_Work to be completed_
Repeat the records in full, exactly.

━━ Records for the task ━━

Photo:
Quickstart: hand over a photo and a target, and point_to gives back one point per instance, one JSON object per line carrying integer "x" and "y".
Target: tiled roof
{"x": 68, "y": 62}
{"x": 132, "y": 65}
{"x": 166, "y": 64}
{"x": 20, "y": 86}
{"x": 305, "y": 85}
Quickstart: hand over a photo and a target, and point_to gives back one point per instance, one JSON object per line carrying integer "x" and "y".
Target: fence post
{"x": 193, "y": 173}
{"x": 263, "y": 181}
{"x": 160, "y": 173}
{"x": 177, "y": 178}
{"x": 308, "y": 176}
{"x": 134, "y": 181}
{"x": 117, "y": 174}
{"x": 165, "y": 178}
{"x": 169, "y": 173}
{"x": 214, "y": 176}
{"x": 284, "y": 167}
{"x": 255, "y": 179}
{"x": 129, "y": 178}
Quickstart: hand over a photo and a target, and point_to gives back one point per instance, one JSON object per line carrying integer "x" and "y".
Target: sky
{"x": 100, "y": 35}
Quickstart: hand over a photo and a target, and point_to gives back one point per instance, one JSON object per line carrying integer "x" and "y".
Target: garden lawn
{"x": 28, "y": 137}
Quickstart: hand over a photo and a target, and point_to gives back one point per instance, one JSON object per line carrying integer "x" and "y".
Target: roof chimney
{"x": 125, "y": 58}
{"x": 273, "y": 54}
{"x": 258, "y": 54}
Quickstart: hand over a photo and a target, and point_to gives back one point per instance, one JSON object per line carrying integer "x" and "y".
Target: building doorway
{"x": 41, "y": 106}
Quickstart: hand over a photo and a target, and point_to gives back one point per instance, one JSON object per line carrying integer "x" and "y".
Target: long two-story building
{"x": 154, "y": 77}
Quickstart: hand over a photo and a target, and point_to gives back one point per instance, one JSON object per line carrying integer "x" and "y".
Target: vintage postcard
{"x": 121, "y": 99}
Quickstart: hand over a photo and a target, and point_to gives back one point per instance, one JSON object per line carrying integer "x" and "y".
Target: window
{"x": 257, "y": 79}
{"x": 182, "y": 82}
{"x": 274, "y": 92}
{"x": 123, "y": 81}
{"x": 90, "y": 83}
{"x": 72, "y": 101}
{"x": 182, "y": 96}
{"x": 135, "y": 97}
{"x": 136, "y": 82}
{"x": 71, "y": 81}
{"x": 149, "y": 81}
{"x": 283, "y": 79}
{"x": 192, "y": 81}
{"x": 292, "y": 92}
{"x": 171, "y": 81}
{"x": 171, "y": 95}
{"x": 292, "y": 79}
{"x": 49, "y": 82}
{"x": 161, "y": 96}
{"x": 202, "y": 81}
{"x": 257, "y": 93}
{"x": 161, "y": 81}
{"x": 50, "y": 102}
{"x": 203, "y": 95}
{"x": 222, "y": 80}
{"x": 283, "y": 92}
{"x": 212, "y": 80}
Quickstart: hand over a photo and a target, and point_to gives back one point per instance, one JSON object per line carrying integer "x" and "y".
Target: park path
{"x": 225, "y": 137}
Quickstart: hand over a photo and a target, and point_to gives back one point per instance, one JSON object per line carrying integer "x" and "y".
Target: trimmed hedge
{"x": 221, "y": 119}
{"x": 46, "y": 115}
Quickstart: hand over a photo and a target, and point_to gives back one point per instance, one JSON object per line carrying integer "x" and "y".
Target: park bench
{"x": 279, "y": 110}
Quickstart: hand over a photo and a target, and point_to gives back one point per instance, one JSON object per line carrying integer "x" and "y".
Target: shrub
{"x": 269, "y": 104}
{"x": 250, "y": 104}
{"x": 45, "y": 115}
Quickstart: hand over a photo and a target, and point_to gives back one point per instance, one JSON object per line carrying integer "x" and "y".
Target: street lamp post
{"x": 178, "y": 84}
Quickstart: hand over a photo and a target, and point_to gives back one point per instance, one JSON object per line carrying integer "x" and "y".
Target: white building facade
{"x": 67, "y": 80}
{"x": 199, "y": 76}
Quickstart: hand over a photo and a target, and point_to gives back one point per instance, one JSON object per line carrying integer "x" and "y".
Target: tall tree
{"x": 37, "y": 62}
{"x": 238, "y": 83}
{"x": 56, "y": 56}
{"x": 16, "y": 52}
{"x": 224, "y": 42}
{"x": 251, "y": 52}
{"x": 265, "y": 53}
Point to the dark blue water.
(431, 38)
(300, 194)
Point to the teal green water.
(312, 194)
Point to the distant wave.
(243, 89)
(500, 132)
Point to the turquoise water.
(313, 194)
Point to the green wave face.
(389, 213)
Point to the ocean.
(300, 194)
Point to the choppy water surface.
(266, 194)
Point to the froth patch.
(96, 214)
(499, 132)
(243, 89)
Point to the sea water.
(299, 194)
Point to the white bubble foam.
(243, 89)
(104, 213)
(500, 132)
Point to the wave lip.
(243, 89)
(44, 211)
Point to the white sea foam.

━━━

_Task result_
Photo:
Quickstart: hand over a photo and a target, and point_to gives back one point per instance, one JSON object per line carrying integer "x" and "y".
Target: tiled roof
{"x": 68, "y": 62}
{"x": 132, "y": 65}
{"x": 166, "y": 64}
{"x": 20, "y": 86}
{"x": 305, "y": 85}
Quickstart: hand over a photo and a target, and point_to gives back one point per instance, one JSON object per line carrying integer "x" and "y".
Target: fence post
{"x": 193, "y": 173}
{"x": 263, "y": 181}
{"x": 160, "y": 173}
{"x": 177, "y": 178}
{"x": 308, "y": 176}
{"x": 134, "y": 181}
{"x": 117, "y": 174}
{"x": 165, "y": 178}
{"x": 169, "y": 173}
{"x": 214, "y": 176}
{"x": 284, "y": 167}
{"x": 255, "y": 179}
{"x": 129, "y": 178}
Quickstart: hand over a photo and a target, and point_to gives back one point per instance, one JSON object per line carrying integer "x" and "y".
Target: sky
{"x": 100, "y": 35}
Quickstart: hand over a photo and a target, and point_to gives back one point per instance, one JSON object per line carrying integer "x" and "y".
Target: garden lawn
{"x": 28, "y": 137}
Quickstart: hand over a photo and a target, and point_to gives back one point per instance, one JSON object per line carrying integer "x" and "y".
Target: roof chimney
{"x": 125, "y": 58}
{"x": 273, "y": 54}
{"x": 258, "y": 54}
Quickstart: hand over a photo and a target, and point_to gives back one point per instance, one JSON object per line carrying integer "x" and "y".
Target: building doorway
{"x": 41, "y": 106}
Quickstart: hand over a photo and a target, and point_to gives back one point per instance, one JSON object per line carrying integer "x" and "y".
Target: long two-story building
{"x": 154, "y": 77}
Quickstart: hand over a photo and a target, and point_to gives back one point per instance, one JSON object per line carrying integer "x" and "y".
Target: vintage postcard
{"x": 121, "y": 99}
Quickstart: hand over a photo and a target, and point_to gives back one point per instance, one JSON object per line carrying integer "x" and "y".
Target: window
{"x": 257, "y": 79}
{"x": 182, "y": 82}
{"x": 274, "y": 92}
{"x": 123, "y": 81}
{"x": 90, "y": 83}
{"x": 72, "y": 101}
{"x": 182, "y": 96}
{"x": 135, "y": 97}
{"x": 136, "y": 82}
{"x": 71, "y": 81}
{"x": 149, "y": 81}
{"x": 283, "y": 79}
{"x": 192, "y": 81}
{"x": 292, "y": 92}
{"x": 171, "y": 81}
{"x": 171, "y": 95}
{"x": 292, "y": 79}
{"x": 49, "y": 82}
{"x": 161, "y": 96}
{"x": 202, "y": 81}
{"x": 257, "y": 93}
{"x": 161, "y": 81}
{"x": 50, "y": 102}
{"x": 203, "y": 95}
{"x": 222, "y": 80}
{"x": 283, "y": 92}
{"x": 212, "y": 80}
Quickstart: hand over a photo and a target, and point_to gives back one point per instance, one JSON object per line carrying integer "x" and "y".
Target: park path
{"x": 225, "y": 137}
Quickstart: hand over a photo and a target, and point_to gives back one point per instance, one JSON object per line carrying integer "x" and "y".
Target: trimmed hedge
{"x": 221, "y": 119}
{"x": 46, "y": 115}
Quickstart: hand over a photo and a target, and point_to gives back one point per instance, one JSON object per line carrying integer "x" and "y".
Target: park bench
{"x": 279, "y": 110}
Quickstart: hand over a photo and a target, and point_to gives back one point per instance, one JSON object per line carrying integer "x" and "y".
Target: shrub
{"x": 269, "y": 104}
{"x": 250, "y": 104}
{"x": 45, "y": 115}
Quickstart: hand over a photo and a target, and point_to gives back one point per instance, one JSON object per line carrying integer "x" and "y".
Target: street lamp post
{"x": 178, "y": 84}
Quickstart: hand over a photo and a target, and point_to gives back one point per instance, one JSON object per line carrying integer "x" and "y".
Target: white building facade
{"x": 67, "y": 80}
{"x": 199, "y": 76}
Quickstart: hand over a photo and a target, and point_to gives back one point per instance, one JSON object per line carrying integer "x" and "y".
Target: tall tree
{"x": 37, "y": 62}
{"x": 238, "y": 83}
{"x": 56, "y": 56}
{"x": 16, "y": 52}
{"x": 224, "y": 42}
{"x": 251, "y": 52}
{"x": 265, "y": 53}
Point to the dark blue water.
(431, 38)
(300, 194)
Point to the teal green water.
(312, 194)
Point to the distant wave.
(243, 89)
(500, 132)
Point to the turquoise water.
(313, 194)
Point to the green wave face.
(389, 213)
Point to the ocean.
(300, 194)
Point to the choppy water surface.
(266, 194)
Point to the froth patch.
(96, 214)
(499, 132)
(243, 89)
Point to the sea water.
(299, 194)
Point to the white bubble foam.
(243, 89)
(104, 213)
(500, 132)
Point to the wave lip.
(243, 89)
(44, 211)
Point to the white sea foam.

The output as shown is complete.